### [Your task]
Quote all of the data exactly as given. Skip every picture it contains.

#### Source material ####

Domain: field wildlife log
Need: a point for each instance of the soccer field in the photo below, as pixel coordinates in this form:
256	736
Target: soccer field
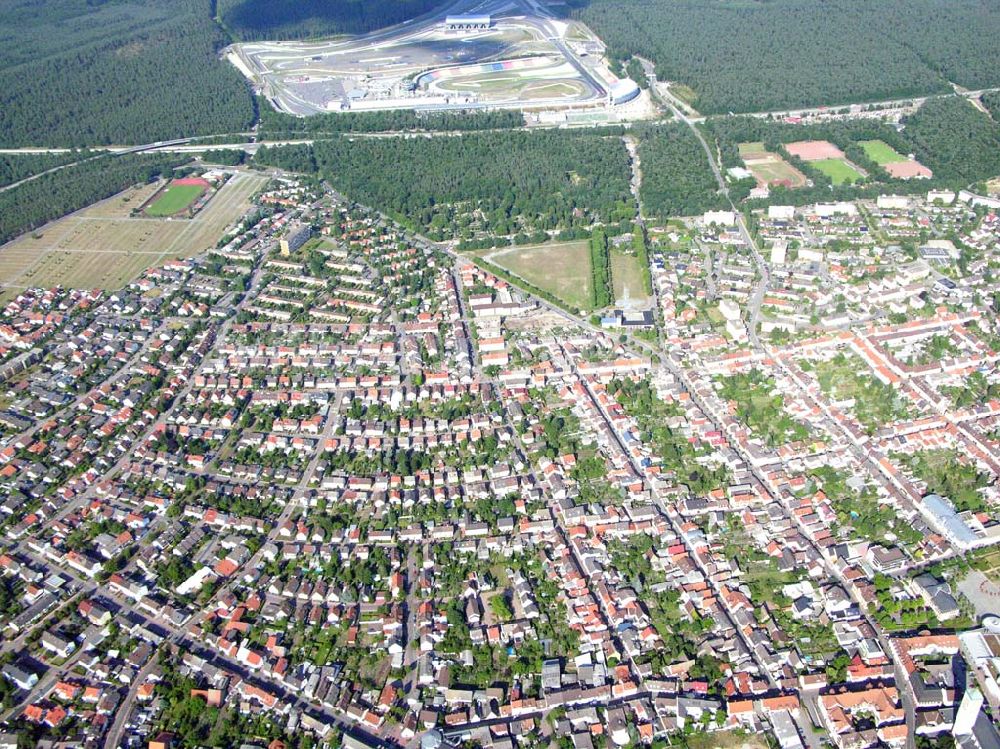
174	200
881	152
838	170
104	246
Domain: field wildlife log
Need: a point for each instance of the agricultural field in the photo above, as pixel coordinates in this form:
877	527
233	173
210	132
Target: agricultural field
177	197
102	246
627	279
840	171
561	268
769	168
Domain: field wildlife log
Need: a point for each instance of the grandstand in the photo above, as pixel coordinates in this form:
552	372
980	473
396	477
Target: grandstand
468	22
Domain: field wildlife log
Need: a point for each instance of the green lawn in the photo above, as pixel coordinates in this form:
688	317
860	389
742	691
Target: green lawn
561	268
174	200
838	170
626	275
881	152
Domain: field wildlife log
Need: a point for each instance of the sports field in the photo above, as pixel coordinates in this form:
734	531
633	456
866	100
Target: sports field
626	277
102	246
174	200
838	170
561	268
814	150
881	152
769	168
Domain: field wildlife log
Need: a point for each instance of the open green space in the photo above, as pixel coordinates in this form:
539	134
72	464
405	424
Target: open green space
174	200
627	278
762	409
838	170
948	473
876	404
881	152
561	268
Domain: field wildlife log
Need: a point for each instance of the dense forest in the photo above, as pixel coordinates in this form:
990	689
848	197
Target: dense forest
85	73
301	19
497	182
957	141
275	124
601	290
34	203
15	167
754	56
676	178
991	100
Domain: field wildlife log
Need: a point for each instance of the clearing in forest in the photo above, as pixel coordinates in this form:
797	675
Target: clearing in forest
561	268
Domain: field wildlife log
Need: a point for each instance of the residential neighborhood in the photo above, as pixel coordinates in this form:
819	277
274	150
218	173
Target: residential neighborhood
330	483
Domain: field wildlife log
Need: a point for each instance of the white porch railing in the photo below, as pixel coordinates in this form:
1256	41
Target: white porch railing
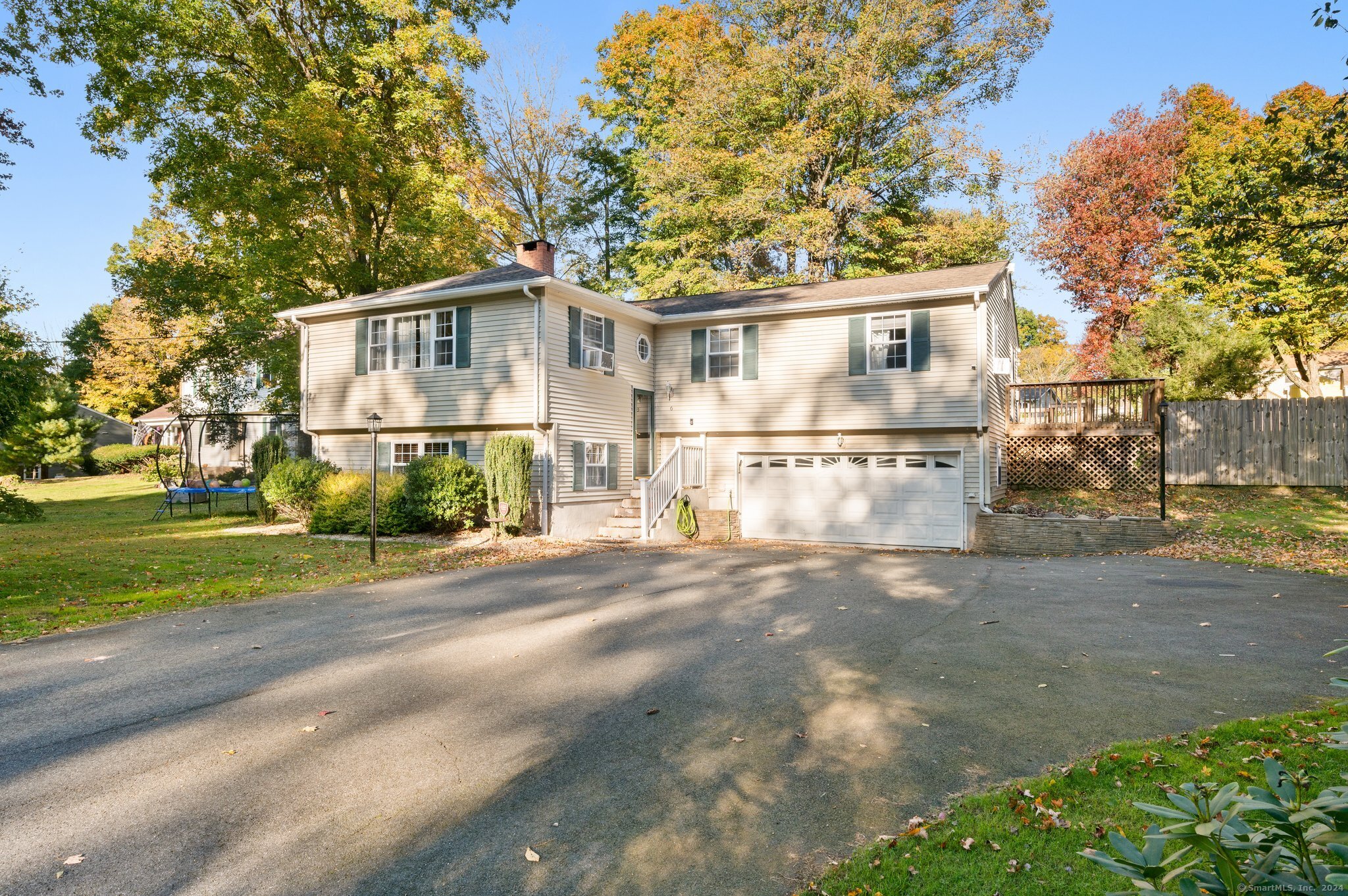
684	466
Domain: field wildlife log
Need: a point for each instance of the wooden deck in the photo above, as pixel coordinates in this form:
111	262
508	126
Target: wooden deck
1085	407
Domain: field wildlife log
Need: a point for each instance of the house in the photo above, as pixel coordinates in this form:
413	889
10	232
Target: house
1334	379
860	411
227	442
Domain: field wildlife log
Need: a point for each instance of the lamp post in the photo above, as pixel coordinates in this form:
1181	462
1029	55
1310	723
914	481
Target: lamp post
374	421
1162	407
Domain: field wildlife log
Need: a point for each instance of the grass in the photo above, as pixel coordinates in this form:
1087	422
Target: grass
1297	528
97	557
1018	848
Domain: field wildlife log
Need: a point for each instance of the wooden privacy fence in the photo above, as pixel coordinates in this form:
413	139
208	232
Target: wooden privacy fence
1258	442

####

### [Solution for this exercise]
Domain: field wildlife log
Need: a point for each instance of the soccer field in the photo below, as pixel coordinates in this form:
256	736
Target: soccer field
174	200
881	152
838	170
104	246
Domain: field wildlife log
Need: a point for each instance of the agricultural field in the photo above, as pixel coordinates in this form:
877	527
233	173
210	132
Target: agricultural field
177	197
102	246
627	279
840	171
561	268
769	168
Domain: field wildlife log
Need: a point for each instance of the grandstand in the photo above, as pixel coordinates in this form:
552	372
980	473
396	477
Target: grandstand
468	22
Domain: field wildlife log
Need: a point for each instance of the green lawn in the photo above, as pixel coordinates in this form:
688	317
860	389
742	691
Target: green lawn
561	268
174	200
838	170
626	275
881	152
Domain: field wildlife log
Need: a point for each instance of the sports field in the photo above, as pixel coordinates in this form:
734	531
633	456
866	100
Target: sports field
626	277
102	246
174	200
838	170
561	268
814	150
881	152
769	168
Domain: field wildlife log
Need: a point for each instance of the open green space in the photo above, as pixel coordinates in this form:
539	134
72	464
405	424
Target: open green space
174	200
627	278
762	409
838	170
948	473
876	404
881	152
561	268
Domain: field wildlife log
Need: a point for each instance of the dense forest in the photo above, as pixel coordinates in this form:
990	689
848	197
Target: dense forest
85	73
301	19
497	182
957	141
275	124
601	290
34	203
15	167
754	56
676	178
991	100
Domain: field wildlife log
Need: a point for each instance of the clearing in forest in the photo above, as pixel coordinates in this form:
797	675
Target: clearing in forest
561	268
Domain: field wildlife log
Need: a point for each instance of the residential neighborhood in the photo above, as pixel coordinates in this form:
819	277
274	150
218	173
Target: residential neighborhood
330	483
Domain: field wildlife log
Need: a point for each instance of the white porch railing in the photo below, as pixel coordinates in this form:
1256	41
Target: white porch railing
684	466
Domain: field wildlife log
Need: a point for each instance of the wooden deck in the photo above, as pixel coordinates in this form:
111	262
508	126
Target: wooden deck
1085	407
Domain: field wildlife log
Need: a point for each instance of the house in the photo above, as pixel coordinates in this form:
413	889
10	232
Target: house
1334	379
860	411
227	442
Domain: field wildlife log
Need: a point for each instance of the lamp post in the photo above, as pixel coordinates in this form:
1181	462
1029	55
1310	723
914	481
Target: lamp post
374	421
1162	407
Domain: field wildlife log
Need: a point for each instance of the grass in the photo above, as pixel coordinates in this form:
1087	422
Target: grass
1297	528
97	557
1018	848
Domain: field wildlife log
Need: a point for each instance of the wooden privacy fence in the photo above, as pixel coordinates in this form:
413	139
208	232
Target: wooden privacy fence
1258	442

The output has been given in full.